Directions for this task: Why is Terra's call-caching disabled for the Assembly_Fetch workflow from version 1.3.0 on? Answer from the Assembly Fetch page in one to three sentences.
---------- Document excerpt ----------
Skip to content

Assembly Fetch

Quick Facts

Workflow Type Applicable Kingdom Last Known Changes Command-line Compatibility Workflow Level
Data Import Any taxa PHB v1.3.0 Yes Sample-level

Assembly_Fetch_PHB

The Assembly_Fetch workflow downloads assemblies from NCBI. This is particularly useful when you need to align reads against a reference genome, for example during a reference-based phylogenetics workflow. This workflow can be run in two ways:

  1. You can provide an accession for the specific assembly that you want to download, and Assembly_Fetch will run only the NCBI genome download task to download this assembly,
  2. You can provide an assembly, and Assembly_Fetch will first use the ReferenceSeeker task to first find the closest reference genome in RefSeq to your query assembly and then will run the NCBI genome download task to download that reference assembly.

Tip

NOTE: If using Assembly_Fetch workflow version 1.3.0 or higher, the call-caching feature of Terra has been DISABLED to ensure that the workflow is run from the beginning and data is downloaded fresh. Call-caching will not be enabled, even if the user checks the box ✅ in the Terra workflow interface.

Inputs

Assembly_Fetch requires the input samplename, and either the accession for a reference genome to download (ncbi_accession) or an assembly that can be used to query RefSeq for the closest reference genome to download (assembly_fasta).

This workflow runs on the sample level.
---------- Data for analysis ----------
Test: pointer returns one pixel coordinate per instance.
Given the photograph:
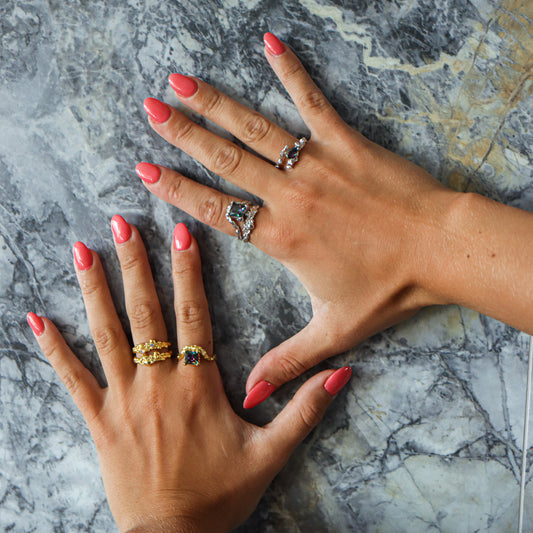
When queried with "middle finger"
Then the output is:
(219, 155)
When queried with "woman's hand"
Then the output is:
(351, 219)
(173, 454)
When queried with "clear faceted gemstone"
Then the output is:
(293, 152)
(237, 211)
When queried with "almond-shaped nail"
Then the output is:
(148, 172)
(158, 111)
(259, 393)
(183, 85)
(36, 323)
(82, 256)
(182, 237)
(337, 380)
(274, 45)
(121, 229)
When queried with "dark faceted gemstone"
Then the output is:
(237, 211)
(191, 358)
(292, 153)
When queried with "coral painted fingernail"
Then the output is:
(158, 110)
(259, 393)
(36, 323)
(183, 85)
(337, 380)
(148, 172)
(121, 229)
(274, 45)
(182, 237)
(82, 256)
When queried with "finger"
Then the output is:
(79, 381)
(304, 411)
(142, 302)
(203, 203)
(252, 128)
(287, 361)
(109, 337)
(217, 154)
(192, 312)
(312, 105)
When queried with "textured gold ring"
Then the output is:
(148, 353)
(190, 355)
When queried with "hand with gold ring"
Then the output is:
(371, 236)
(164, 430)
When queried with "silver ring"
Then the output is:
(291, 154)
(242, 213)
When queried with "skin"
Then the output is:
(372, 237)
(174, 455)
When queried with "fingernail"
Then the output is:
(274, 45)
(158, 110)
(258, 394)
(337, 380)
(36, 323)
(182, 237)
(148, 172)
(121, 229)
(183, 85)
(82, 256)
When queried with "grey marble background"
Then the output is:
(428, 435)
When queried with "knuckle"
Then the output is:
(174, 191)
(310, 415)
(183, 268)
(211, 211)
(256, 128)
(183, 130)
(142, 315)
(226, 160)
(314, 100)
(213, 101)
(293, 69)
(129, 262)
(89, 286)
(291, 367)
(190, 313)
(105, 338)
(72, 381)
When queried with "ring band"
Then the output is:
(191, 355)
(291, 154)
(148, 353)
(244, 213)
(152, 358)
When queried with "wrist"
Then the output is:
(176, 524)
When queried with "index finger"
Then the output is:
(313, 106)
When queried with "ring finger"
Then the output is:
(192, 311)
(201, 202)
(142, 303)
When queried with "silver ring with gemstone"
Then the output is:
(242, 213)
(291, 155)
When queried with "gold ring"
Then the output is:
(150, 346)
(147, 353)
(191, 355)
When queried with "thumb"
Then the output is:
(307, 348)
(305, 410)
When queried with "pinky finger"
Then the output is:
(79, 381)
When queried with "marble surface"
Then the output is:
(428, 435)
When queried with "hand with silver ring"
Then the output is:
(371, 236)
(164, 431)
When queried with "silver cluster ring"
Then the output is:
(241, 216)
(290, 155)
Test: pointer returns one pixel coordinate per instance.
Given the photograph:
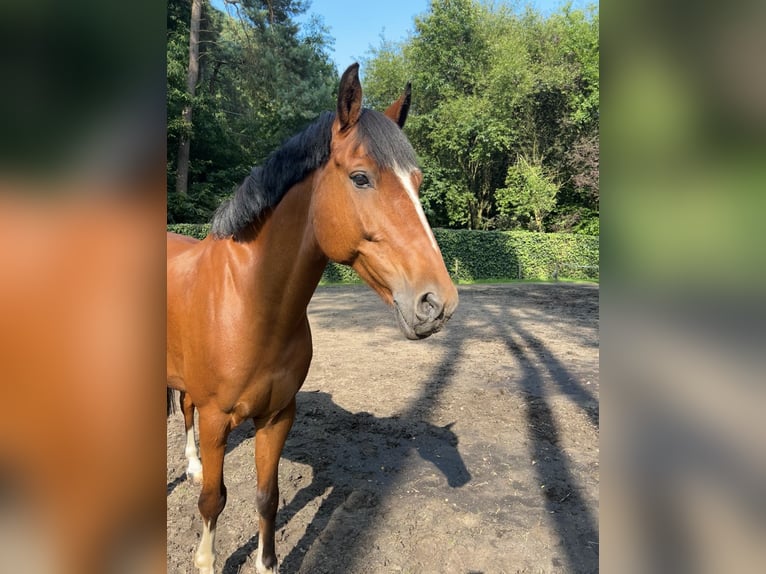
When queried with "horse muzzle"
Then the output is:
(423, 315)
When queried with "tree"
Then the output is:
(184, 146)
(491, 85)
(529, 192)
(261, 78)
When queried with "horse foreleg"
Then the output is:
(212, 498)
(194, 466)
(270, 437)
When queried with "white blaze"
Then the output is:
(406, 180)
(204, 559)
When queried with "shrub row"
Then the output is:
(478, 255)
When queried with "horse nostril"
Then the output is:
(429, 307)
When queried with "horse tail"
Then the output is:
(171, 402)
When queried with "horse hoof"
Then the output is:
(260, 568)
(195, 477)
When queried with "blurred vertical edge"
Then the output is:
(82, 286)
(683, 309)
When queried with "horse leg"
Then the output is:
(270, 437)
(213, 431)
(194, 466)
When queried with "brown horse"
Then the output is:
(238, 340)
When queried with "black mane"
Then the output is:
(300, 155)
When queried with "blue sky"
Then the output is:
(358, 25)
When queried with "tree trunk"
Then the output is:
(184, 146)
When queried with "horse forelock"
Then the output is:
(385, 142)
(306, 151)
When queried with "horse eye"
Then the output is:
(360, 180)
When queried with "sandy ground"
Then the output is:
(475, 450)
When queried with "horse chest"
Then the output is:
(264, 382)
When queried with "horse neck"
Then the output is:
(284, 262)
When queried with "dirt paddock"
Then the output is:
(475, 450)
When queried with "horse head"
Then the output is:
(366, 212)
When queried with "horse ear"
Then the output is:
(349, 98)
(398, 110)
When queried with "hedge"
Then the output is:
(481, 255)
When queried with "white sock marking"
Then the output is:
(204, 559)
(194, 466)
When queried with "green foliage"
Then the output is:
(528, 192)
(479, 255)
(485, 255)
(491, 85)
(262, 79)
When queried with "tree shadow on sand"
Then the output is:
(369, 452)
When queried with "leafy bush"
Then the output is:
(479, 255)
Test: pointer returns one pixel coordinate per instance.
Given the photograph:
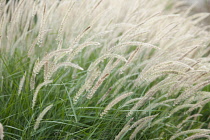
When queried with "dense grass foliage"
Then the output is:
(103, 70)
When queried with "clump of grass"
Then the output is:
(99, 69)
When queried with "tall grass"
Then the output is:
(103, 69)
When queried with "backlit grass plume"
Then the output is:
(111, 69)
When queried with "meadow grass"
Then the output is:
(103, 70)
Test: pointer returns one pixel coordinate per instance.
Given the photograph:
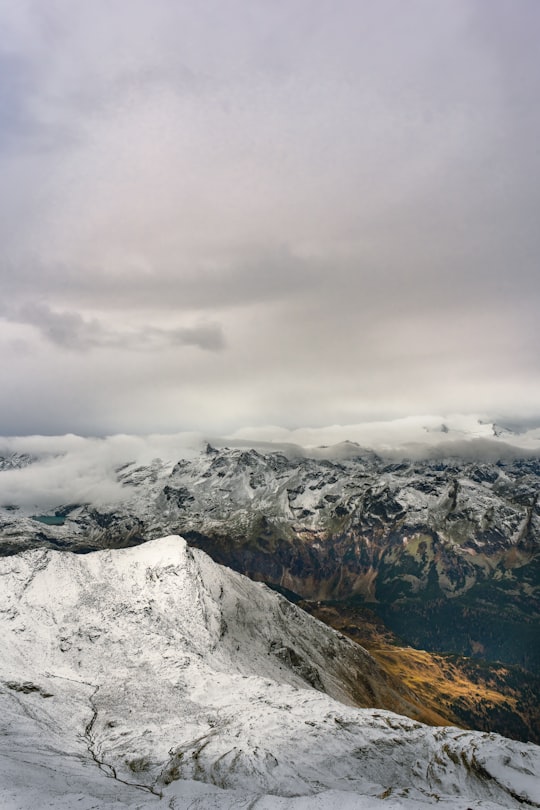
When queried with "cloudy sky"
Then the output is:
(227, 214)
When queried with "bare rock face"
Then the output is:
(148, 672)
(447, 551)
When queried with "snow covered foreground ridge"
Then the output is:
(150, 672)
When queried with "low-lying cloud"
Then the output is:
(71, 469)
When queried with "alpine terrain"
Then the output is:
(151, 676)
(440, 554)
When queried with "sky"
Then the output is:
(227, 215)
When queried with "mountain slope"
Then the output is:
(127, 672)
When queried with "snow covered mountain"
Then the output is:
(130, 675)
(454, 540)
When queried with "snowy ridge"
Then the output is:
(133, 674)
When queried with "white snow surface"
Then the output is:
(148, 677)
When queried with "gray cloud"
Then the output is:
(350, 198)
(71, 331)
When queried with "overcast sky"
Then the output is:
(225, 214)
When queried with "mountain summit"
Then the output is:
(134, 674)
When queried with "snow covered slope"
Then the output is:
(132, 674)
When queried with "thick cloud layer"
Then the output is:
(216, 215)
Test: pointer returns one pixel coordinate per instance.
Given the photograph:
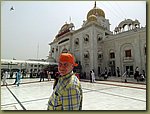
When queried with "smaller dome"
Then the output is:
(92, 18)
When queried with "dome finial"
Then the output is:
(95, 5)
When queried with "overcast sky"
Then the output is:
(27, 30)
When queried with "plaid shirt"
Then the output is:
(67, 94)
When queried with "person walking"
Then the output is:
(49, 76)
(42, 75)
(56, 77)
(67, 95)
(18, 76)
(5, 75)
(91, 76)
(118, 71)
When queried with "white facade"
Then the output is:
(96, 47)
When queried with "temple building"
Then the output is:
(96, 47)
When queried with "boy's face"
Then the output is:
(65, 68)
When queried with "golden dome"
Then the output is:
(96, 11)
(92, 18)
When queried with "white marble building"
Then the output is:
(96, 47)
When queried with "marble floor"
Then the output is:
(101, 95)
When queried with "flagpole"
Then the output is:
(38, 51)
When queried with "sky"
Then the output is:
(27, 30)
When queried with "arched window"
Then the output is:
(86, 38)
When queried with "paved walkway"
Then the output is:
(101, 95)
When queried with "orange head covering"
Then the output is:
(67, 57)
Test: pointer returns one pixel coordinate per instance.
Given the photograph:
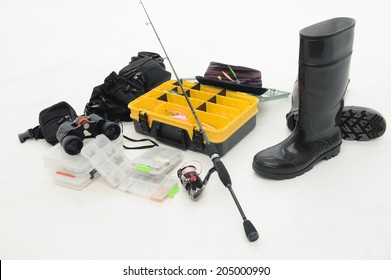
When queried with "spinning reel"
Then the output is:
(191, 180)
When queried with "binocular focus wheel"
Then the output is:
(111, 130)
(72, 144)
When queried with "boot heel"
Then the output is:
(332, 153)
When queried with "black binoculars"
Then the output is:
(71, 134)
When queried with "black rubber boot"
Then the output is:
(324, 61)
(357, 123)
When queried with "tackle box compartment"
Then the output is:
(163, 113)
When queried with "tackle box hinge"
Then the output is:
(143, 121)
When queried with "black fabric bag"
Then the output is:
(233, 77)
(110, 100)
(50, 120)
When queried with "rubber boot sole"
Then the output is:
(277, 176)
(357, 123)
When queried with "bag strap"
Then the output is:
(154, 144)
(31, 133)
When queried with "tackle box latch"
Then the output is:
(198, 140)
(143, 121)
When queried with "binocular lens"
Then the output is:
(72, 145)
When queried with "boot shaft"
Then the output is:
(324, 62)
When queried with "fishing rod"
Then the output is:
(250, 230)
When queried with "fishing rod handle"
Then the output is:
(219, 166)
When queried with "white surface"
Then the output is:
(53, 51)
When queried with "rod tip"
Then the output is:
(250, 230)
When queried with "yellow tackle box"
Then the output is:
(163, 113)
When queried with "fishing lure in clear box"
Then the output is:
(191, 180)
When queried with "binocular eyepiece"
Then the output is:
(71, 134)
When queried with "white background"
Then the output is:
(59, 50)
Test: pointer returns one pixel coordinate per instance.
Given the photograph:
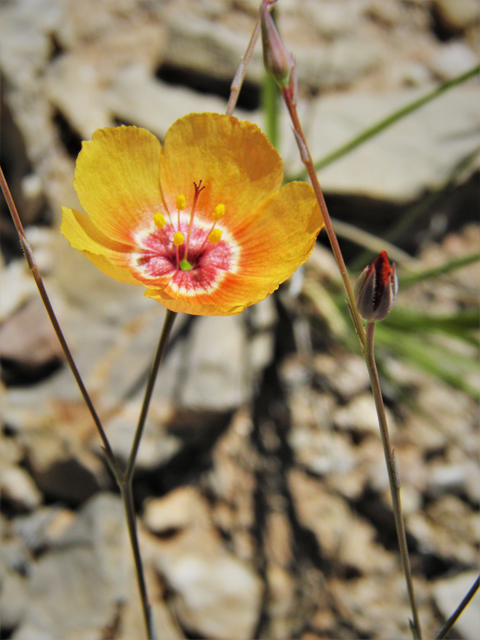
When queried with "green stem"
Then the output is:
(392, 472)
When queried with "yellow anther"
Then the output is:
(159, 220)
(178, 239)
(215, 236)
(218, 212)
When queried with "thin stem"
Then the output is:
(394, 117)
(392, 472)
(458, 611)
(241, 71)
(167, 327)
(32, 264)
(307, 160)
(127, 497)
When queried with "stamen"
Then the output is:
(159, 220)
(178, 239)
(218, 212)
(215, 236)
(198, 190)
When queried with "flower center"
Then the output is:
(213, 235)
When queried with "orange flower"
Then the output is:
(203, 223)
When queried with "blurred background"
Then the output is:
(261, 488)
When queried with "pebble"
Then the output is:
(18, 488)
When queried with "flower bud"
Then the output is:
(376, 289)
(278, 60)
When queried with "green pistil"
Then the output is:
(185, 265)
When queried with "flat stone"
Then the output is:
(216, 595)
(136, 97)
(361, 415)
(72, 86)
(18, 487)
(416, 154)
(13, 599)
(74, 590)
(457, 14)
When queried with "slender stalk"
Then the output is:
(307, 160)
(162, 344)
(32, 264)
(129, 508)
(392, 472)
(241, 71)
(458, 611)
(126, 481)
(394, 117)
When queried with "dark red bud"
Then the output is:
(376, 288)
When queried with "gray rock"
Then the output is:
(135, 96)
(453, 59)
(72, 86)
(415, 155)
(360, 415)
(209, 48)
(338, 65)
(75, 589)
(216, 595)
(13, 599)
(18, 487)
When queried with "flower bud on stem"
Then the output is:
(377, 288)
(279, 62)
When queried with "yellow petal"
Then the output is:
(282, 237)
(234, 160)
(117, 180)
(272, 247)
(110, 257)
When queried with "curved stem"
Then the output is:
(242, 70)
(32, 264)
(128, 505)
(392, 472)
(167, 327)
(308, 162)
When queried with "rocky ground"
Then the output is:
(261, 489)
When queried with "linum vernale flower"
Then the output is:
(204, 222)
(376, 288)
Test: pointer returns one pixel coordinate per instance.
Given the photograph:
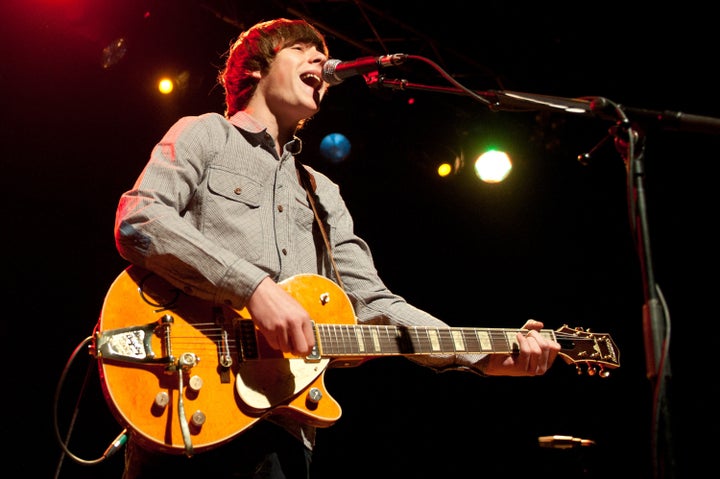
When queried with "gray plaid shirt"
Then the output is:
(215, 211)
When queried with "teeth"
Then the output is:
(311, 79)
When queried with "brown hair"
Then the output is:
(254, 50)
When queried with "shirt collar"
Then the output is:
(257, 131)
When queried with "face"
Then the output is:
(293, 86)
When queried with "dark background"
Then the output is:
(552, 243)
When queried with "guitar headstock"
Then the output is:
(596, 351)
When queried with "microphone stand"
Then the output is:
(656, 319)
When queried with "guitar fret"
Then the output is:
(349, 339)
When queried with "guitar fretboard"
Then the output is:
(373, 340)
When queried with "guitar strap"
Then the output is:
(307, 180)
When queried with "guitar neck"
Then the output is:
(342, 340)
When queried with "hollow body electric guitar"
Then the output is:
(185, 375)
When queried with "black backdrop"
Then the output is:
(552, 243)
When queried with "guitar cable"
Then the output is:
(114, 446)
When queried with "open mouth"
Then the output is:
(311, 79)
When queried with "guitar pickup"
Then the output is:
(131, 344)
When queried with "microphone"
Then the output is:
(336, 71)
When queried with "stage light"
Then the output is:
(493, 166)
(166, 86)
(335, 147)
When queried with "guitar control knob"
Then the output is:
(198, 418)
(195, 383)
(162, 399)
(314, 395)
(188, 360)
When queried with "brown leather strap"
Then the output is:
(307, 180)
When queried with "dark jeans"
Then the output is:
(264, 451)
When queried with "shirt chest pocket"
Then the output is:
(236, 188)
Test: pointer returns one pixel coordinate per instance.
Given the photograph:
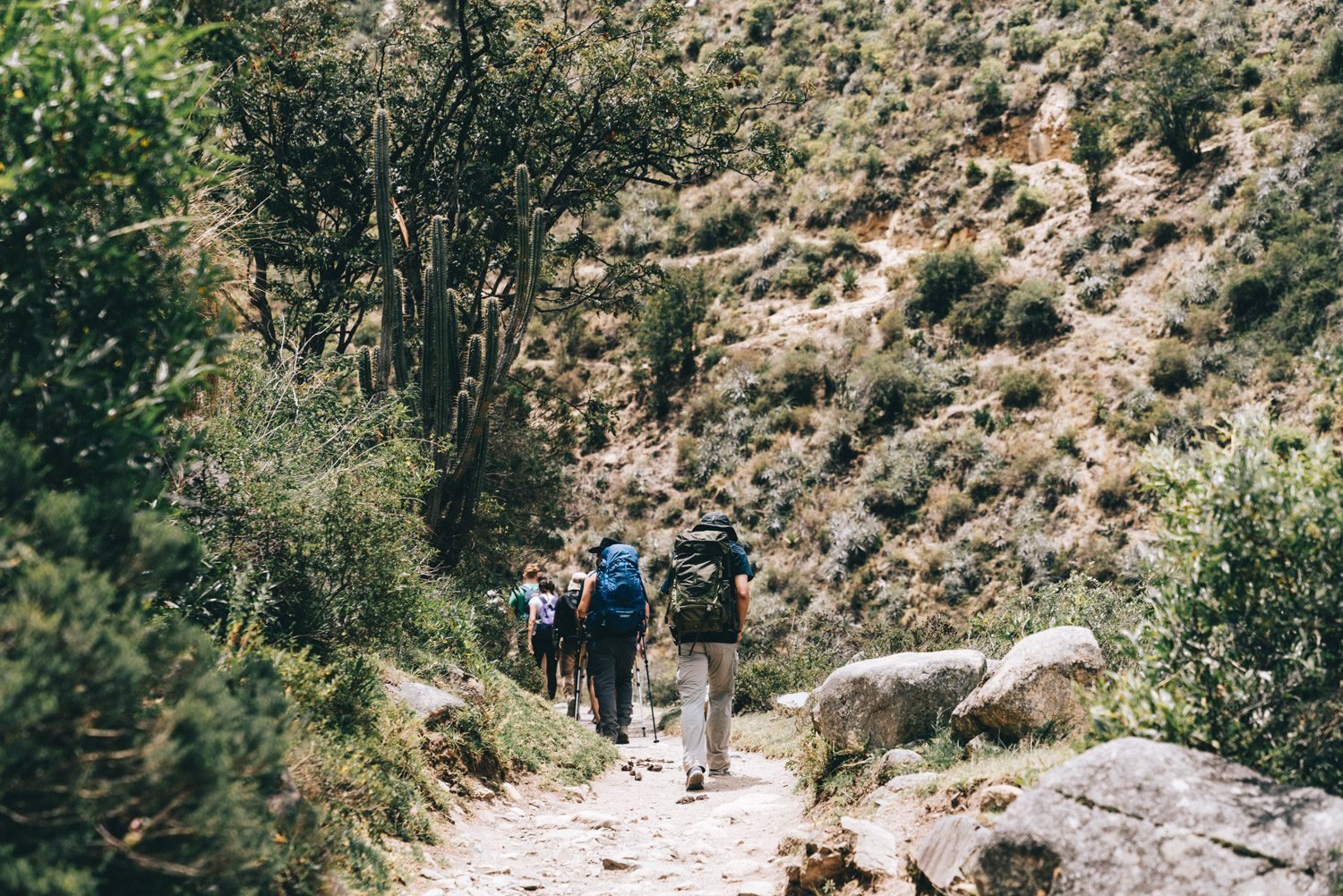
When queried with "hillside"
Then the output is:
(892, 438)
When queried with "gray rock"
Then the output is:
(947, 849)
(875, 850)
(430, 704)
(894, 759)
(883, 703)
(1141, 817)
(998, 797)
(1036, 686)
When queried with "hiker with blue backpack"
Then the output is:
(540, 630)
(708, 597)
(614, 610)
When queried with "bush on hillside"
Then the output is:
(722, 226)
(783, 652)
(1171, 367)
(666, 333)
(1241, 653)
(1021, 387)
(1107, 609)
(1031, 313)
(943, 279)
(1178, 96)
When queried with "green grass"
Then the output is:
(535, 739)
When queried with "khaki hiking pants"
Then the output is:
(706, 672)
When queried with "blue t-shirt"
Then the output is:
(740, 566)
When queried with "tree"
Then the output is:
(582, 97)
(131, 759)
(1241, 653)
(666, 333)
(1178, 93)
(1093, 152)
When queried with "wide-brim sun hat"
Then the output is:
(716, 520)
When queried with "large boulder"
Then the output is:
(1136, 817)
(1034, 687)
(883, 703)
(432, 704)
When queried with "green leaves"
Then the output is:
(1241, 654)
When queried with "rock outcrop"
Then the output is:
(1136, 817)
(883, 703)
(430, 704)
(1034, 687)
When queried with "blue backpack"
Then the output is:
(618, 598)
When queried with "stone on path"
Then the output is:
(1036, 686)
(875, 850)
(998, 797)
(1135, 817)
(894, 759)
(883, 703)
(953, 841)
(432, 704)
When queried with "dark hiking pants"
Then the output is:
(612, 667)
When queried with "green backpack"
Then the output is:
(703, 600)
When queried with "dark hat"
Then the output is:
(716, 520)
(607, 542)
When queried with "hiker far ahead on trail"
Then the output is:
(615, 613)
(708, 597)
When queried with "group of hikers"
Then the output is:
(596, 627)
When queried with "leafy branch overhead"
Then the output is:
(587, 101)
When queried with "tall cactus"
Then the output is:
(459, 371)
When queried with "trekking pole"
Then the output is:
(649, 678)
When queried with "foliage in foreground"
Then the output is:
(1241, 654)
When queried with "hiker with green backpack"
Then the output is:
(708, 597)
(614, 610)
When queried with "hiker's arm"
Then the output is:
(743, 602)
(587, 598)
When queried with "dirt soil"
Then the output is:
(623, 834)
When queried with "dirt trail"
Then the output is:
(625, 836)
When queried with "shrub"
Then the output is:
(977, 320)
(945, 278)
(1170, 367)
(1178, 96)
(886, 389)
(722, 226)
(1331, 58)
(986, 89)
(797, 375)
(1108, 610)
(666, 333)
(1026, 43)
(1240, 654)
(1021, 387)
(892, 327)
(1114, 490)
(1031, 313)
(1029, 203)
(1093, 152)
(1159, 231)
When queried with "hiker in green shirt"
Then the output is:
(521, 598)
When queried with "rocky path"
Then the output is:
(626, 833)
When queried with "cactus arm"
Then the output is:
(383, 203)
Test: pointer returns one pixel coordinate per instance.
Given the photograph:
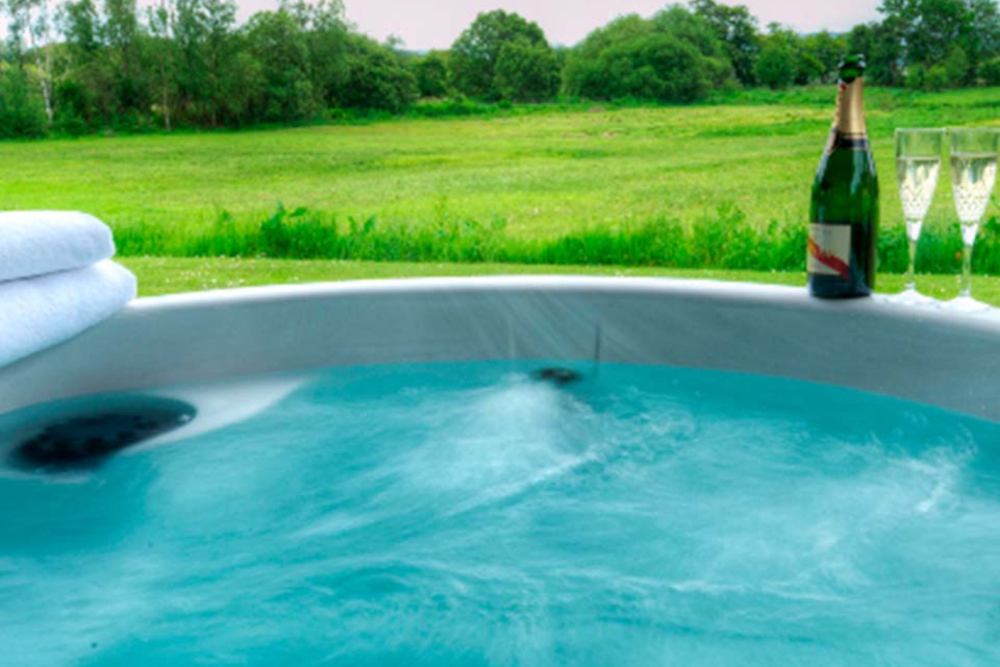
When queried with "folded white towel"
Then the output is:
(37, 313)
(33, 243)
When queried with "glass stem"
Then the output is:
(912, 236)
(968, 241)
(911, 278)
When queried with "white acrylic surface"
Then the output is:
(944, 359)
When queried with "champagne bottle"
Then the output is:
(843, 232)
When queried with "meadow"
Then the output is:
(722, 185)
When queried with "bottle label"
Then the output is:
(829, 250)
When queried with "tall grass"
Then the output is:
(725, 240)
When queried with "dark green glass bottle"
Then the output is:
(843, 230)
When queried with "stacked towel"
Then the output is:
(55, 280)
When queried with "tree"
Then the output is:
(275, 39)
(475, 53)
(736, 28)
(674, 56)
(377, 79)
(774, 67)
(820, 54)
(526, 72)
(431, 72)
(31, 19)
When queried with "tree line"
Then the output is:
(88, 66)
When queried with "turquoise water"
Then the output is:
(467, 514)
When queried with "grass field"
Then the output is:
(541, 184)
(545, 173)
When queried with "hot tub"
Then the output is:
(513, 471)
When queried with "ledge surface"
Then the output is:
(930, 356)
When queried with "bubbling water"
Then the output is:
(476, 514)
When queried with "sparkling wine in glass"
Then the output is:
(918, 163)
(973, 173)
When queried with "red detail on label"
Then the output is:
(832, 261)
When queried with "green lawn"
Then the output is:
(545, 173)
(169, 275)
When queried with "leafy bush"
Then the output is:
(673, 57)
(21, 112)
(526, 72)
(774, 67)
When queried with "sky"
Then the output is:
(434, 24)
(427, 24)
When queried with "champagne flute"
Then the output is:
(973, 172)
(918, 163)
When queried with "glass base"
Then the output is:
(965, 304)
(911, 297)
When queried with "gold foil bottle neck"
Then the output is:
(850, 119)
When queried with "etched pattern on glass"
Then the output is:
----------
Solution for this task: From version 1.3.0 on, call-caching is disabled so the workflow always runs from the beginning and downloads the data fresh. It stays off even if the user checks the box in the Terra workflow interface.